DATA EXCERPTS »
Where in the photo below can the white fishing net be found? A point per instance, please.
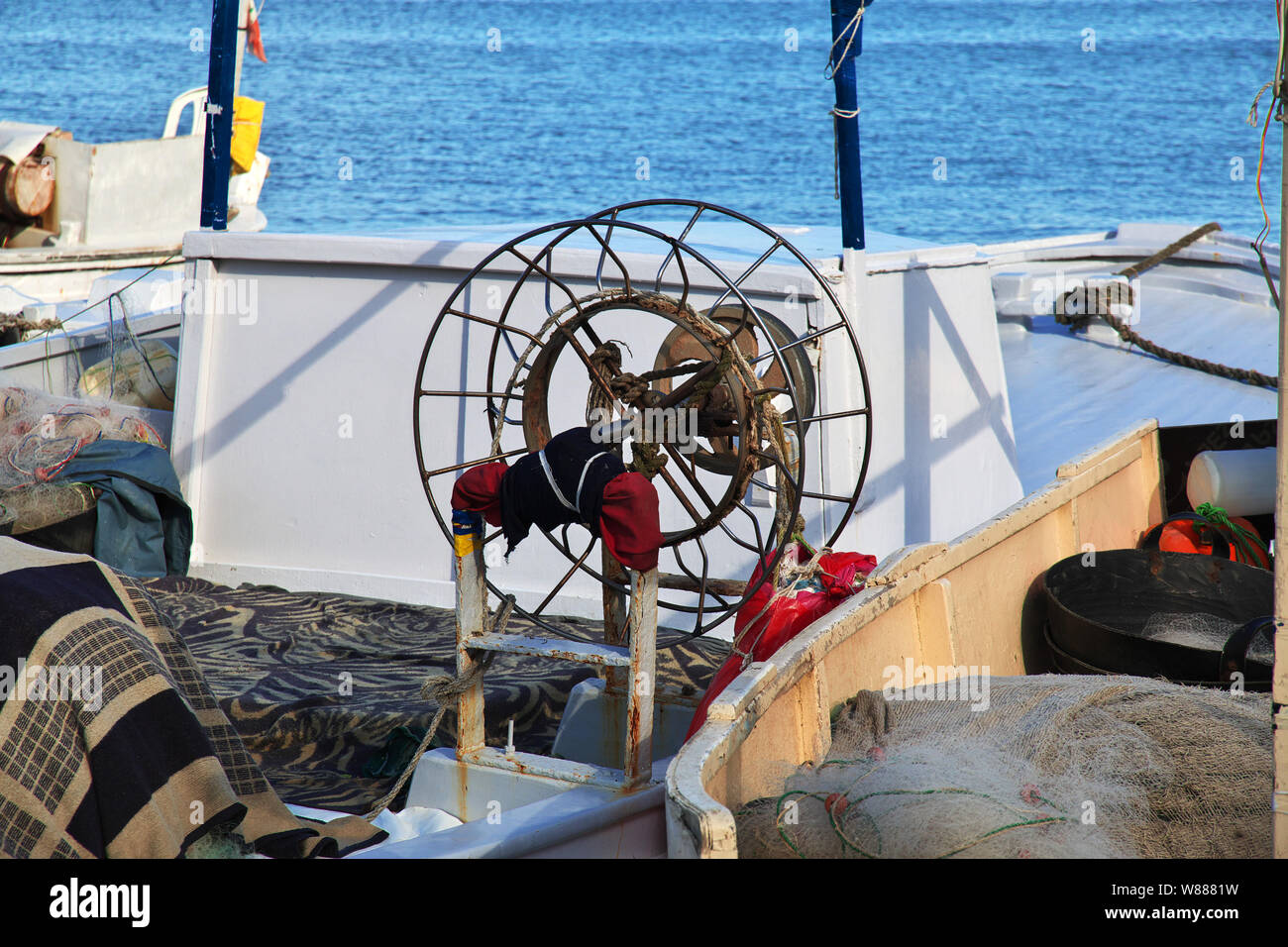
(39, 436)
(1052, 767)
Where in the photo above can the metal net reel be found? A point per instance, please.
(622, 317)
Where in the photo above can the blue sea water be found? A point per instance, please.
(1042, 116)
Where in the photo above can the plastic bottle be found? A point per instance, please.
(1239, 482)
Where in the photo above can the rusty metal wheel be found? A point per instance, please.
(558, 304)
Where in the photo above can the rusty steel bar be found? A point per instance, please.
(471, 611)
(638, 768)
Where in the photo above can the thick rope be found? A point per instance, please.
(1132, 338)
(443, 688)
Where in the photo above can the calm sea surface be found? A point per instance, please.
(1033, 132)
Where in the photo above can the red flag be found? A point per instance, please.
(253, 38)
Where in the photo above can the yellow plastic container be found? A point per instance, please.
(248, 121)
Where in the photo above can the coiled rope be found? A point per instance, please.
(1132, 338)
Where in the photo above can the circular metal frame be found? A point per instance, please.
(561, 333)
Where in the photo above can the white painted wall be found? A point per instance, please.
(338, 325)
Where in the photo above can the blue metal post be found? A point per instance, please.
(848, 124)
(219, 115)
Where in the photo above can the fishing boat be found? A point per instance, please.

YOUR TASK » Copy out every line of the material above exactly, skipping the pictures.

EXERCISE RESPONSE »
Where in the photo below can the white fishing net be found? A point per instance, please.
(39, 436)
(1052, 767)
Where in the photo above can the metal net reel be found? A point per instance, please.
(622, 317)
Where in the photo above can the blue sea water be found? A point per instance, please.
(1042, 116)
Where in the photo above can the plastic bottle be found? A point per instance, please.
(1239, 482)
Where in the photo above can the rusty metal wheel be found? A point per instance, please.
(558, 304)
Where in the photo above can the rusty steel bar be found? A point per instance, please.
(471, 611)
(638, 768)
Where in the photo above can the thick rope be found? A point per instance, please.
(1132, 338)
(443, 688)
Where in the photo above can the calm sea surface be found? A point per instance, please.
(1033, 132)
Where in the photo above can the red flag be found? A point per instance, please.
(253, 38)
Where in the photo above can the yellow plastic container be found? A point per instance, please.
(248, 121)
Where in the photo above can the coiled rope be found? A point per instance, please.
(1132, 338)
Where in the photo above can the circular metal frame be found? A point per instance, please.
(561, 333)
Where in the photo above can the white painted wall be found? A point per instance, please.
(338, 325)
Where in the photo above can the blue metal post be found? A point per instance, please.
(848, 124)
(219, 115)
Where in the photo above can the fishing boat be found? A point per instance, please.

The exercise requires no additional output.